Dataset excerpts -
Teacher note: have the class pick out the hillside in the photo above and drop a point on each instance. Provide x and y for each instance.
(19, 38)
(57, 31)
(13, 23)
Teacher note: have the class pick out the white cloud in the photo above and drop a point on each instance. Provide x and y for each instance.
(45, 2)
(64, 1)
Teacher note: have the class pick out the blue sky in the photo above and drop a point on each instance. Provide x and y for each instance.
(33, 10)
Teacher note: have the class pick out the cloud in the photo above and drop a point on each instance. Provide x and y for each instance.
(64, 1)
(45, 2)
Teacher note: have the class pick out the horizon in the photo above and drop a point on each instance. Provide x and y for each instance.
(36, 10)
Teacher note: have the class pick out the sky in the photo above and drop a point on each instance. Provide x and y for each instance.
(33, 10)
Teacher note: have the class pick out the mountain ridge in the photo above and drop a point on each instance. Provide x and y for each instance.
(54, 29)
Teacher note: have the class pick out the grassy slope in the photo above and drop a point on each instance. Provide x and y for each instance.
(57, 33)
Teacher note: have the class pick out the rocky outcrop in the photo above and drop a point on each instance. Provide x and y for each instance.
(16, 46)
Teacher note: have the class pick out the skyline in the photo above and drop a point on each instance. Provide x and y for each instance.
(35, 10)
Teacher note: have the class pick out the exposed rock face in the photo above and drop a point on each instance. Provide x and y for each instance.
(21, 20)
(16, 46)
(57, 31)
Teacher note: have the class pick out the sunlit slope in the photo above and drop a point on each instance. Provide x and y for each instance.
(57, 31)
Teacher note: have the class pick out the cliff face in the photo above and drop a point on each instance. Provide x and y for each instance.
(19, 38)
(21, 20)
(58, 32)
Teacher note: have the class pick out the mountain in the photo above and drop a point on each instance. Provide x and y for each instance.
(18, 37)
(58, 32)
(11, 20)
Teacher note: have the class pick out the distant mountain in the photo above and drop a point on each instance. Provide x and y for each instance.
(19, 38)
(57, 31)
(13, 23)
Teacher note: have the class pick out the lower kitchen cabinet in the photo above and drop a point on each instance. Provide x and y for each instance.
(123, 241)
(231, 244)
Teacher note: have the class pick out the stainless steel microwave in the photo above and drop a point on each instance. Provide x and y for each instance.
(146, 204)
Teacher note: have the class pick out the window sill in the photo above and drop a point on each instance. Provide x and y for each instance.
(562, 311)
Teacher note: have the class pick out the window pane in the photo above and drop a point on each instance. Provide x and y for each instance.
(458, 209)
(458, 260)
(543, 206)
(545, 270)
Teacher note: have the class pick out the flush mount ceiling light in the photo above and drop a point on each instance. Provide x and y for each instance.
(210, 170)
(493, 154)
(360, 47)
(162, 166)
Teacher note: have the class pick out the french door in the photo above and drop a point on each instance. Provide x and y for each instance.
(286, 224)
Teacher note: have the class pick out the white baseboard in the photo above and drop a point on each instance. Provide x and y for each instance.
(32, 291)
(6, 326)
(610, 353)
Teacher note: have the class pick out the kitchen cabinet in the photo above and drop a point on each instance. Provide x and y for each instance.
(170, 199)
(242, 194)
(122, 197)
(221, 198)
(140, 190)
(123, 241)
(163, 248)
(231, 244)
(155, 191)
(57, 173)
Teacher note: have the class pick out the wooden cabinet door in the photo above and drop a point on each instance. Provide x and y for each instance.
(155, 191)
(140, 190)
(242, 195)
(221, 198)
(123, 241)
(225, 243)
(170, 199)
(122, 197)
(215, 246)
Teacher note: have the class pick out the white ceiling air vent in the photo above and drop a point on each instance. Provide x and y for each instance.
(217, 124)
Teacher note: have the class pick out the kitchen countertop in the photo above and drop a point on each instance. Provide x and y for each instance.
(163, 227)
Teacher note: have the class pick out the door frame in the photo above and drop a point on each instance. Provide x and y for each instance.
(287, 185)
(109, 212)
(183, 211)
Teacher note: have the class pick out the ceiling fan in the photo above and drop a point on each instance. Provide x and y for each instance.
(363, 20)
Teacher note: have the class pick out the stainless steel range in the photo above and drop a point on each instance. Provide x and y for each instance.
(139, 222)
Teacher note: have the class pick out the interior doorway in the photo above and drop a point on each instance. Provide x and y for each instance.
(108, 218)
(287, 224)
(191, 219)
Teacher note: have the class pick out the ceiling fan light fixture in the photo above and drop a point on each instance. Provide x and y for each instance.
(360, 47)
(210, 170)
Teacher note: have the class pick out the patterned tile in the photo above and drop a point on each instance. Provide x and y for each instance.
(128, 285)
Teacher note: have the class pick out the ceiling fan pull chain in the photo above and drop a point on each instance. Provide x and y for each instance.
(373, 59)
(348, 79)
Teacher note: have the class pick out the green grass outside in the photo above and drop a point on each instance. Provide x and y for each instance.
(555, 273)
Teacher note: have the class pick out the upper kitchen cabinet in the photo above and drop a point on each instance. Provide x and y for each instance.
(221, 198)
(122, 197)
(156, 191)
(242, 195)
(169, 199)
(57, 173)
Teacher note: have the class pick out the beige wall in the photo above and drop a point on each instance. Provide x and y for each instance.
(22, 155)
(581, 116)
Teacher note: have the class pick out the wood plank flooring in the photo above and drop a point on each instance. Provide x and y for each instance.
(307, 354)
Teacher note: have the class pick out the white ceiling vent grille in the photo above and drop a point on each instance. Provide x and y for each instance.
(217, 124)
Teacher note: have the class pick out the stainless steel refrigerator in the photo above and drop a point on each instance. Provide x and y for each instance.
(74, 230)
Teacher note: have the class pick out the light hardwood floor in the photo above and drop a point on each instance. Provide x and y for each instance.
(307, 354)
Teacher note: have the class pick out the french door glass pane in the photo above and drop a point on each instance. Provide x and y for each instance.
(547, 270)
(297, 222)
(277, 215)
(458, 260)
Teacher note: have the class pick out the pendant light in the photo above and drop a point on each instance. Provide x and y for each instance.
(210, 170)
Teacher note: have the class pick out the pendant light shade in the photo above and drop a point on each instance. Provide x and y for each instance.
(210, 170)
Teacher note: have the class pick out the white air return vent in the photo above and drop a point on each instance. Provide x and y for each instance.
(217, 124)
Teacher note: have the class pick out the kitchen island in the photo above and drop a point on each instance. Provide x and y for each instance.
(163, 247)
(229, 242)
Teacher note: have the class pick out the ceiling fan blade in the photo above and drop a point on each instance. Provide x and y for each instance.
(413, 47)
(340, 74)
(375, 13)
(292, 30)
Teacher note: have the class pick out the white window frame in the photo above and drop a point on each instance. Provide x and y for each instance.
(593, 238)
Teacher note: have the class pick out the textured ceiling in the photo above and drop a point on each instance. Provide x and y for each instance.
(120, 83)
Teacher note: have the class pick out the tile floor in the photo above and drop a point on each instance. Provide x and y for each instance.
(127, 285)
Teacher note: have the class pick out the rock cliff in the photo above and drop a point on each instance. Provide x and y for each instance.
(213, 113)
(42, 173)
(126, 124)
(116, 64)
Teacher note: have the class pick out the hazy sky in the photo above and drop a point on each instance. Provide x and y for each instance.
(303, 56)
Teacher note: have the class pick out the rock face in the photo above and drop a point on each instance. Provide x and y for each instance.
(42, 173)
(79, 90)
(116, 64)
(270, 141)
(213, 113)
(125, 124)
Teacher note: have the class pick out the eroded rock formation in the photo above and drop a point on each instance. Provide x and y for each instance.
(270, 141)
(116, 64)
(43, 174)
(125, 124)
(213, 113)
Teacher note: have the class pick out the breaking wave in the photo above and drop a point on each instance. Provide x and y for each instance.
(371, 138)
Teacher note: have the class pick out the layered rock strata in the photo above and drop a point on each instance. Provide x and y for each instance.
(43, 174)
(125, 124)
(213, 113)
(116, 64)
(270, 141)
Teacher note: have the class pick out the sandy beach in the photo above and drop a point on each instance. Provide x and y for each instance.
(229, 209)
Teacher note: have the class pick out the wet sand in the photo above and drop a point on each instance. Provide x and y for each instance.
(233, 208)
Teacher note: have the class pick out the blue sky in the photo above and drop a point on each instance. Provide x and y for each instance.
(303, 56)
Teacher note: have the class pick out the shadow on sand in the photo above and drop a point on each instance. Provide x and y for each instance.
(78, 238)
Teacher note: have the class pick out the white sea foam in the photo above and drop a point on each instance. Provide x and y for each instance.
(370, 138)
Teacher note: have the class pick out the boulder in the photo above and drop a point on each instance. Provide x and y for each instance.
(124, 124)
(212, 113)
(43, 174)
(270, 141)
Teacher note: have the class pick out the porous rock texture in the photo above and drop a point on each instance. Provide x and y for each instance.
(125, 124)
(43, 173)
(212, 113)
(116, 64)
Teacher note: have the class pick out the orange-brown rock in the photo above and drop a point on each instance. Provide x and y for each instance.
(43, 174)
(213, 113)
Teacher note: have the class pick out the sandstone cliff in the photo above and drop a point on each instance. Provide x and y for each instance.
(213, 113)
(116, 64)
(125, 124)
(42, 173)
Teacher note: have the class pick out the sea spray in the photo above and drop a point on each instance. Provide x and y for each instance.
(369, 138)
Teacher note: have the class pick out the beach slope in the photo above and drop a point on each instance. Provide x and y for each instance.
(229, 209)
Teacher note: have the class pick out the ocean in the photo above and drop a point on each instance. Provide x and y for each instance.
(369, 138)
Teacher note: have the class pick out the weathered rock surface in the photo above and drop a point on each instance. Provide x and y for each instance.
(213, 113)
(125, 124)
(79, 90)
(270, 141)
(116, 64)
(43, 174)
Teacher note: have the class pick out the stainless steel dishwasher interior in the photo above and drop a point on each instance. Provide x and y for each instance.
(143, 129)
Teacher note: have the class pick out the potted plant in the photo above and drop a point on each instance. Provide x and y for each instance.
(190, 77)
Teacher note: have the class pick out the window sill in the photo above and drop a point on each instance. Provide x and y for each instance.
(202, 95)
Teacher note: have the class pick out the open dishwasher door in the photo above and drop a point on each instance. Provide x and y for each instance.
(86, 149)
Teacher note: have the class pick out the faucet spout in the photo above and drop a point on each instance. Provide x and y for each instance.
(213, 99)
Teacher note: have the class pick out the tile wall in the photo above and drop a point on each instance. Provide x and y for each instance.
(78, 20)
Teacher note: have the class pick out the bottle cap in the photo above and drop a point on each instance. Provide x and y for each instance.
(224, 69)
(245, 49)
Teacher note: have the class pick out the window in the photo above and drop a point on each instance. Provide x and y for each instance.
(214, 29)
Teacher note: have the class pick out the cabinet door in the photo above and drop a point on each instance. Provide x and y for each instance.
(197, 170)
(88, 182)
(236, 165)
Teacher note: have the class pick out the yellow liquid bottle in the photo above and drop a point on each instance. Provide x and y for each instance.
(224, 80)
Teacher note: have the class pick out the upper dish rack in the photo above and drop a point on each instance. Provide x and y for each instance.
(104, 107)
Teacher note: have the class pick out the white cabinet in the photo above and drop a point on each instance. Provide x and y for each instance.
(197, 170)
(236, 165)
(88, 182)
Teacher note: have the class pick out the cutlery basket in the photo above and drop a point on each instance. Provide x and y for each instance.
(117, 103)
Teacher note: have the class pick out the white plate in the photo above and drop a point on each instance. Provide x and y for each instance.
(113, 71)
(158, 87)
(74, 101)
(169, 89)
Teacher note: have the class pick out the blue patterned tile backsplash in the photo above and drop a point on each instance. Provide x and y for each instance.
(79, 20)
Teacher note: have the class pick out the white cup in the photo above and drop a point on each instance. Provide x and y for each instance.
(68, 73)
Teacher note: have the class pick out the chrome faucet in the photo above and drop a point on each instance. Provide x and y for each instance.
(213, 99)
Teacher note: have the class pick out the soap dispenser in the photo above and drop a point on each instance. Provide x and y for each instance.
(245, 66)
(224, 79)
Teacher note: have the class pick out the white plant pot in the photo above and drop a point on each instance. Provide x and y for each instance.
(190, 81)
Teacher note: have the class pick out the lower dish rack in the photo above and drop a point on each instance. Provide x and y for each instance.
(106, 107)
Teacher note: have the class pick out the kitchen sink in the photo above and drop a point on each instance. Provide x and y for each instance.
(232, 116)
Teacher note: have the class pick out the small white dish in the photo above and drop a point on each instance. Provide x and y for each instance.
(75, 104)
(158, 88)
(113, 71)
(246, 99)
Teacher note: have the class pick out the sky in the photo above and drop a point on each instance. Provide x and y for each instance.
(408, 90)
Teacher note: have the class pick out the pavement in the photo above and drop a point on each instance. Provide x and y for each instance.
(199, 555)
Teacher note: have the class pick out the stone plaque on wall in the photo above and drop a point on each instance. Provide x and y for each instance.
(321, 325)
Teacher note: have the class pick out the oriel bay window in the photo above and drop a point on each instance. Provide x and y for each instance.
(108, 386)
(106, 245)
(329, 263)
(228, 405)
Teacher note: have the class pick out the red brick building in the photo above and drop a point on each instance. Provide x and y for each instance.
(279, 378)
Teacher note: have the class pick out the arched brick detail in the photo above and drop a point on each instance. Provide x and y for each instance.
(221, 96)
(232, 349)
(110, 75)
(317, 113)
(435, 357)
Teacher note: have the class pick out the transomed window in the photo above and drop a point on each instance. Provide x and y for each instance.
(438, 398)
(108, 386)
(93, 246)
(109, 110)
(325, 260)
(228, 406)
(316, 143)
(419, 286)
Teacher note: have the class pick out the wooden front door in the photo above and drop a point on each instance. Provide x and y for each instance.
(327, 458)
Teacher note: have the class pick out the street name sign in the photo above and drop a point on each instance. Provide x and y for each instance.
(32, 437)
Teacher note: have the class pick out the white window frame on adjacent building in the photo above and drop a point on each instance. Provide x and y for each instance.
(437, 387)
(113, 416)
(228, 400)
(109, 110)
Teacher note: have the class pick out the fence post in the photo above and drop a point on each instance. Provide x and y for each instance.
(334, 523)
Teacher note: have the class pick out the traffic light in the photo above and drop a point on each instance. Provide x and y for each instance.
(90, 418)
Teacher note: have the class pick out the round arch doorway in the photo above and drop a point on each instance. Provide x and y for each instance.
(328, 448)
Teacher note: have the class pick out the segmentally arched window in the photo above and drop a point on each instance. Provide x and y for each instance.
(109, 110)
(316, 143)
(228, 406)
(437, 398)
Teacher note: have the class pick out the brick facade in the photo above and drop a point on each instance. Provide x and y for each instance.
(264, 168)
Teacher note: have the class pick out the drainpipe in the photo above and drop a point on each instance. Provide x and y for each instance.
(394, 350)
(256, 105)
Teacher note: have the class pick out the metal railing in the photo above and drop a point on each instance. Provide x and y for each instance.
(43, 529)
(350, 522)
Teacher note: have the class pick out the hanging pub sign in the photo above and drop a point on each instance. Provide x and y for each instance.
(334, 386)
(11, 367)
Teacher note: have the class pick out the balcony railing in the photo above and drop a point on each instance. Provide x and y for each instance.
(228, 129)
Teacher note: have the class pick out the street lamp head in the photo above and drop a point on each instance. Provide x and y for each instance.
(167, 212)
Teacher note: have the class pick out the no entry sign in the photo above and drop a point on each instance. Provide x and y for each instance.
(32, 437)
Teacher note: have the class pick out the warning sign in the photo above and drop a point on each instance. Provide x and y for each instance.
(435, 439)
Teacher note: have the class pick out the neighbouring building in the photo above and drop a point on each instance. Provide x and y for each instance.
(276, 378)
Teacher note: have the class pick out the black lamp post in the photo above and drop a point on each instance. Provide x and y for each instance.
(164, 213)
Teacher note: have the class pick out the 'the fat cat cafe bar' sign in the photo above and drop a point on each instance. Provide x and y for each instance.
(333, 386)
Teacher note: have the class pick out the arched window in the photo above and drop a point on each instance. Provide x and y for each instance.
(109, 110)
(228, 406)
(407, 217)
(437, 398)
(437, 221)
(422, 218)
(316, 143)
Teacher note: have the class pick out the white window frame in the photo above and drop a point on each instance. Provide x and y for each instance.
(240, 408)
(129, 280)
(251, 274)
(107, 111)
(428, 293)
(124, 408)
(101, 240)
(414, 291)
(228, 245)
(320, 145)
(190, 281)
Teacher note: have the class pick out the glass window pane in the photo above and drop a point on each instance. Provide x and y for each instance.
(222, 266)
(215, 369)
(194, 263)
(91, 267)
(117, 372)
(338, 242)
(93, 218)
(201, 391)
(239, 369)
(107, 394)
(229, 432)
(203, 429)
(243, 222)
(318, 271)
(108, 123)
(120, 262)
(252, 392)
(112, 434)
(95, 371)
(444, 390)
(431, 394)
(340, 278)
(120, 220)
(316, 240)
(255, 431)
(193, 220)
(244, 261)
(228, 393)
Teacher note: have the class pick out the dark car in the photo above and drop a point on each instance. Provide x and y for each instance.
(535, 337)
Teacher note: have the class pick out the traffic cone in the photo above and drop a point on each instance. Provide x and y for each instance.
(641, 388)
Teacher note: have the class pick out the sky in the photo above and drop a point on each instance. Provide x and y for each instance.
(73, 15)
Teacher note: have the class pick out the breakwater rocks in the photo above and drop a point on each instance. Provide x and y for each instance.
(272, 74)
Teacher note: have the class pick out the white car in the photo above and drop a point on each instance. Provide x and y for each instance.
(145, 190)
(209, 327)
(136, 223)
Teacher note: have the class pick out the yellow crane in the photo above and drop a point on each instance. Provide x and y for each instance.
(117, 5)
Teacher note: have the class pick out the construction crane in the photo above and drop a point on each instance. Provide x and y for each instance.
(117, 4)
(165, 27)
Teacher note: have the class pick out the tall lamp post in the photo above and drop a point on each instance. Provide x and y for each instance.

What the task asks - Starting with the line that contains "Teacher note: have the class pick out the glass", repeat each line through the last one exactly as it appears. Include both ends and nothing more.

Written response -
Teacher note: have the class pick out the glass window pane in the photo above and drop a point on each instance. Provide x and y for each instance.
(222, 266)
(215, 369)
(194, 263)
(91, 267)
(117, 372)
(338, 242)
(93, 218)
(201, 391)
(239, 369)
(107, 394)
(229, 432)
(203, 429)
(243, 222)
(318, 271)
(108, 123)
(120, 262)
(252, 392)
(112, 434)
(95, 371)
(444, 390)
(431, 394)
(340, 278)
(120, 220)
(316, 240)
(255, 431)
(193, 220)
(244, 261)
(228, 393)
Teacher note: have the class pick out the dark car in the photo above and drop a point on each instance. Provide x and y for each instance.
(535, 337)
Teacher note: have the class pick out the traffic cone in the photo above and drop a point on each instance. Provide x and y for each instance.
(641, 388)
Teacher note: have the class pick out the sky in the photo above and drop a point on each instance. Provide x and y for each instance.
(73, 15)
Teacher note: have the class pick out the breakwater rocks in the photo above and drop a point on each instance. Provide x and y for each instance.
(272, 74)
Teacher note: have the class pick out the white car in the photo above and drop a point on each instance. Provide x and y for each instance.
(145, 190)
(209, 327)
(136, 223)
Teacher note: have the class pick out the yellow crane in the photo above and drop a point on each instance. Provide x and y for each instance.
(117, 5)
Teacher note: have the class pick out the construction crane in the photo above and drop a point on each instance. Provide x and y for each instance.
(117, 4)
(165, 27)
Teacher note: have the class pick out the tall lamp post in the photo above and drop a point on each instance. Provide x and y for each instance.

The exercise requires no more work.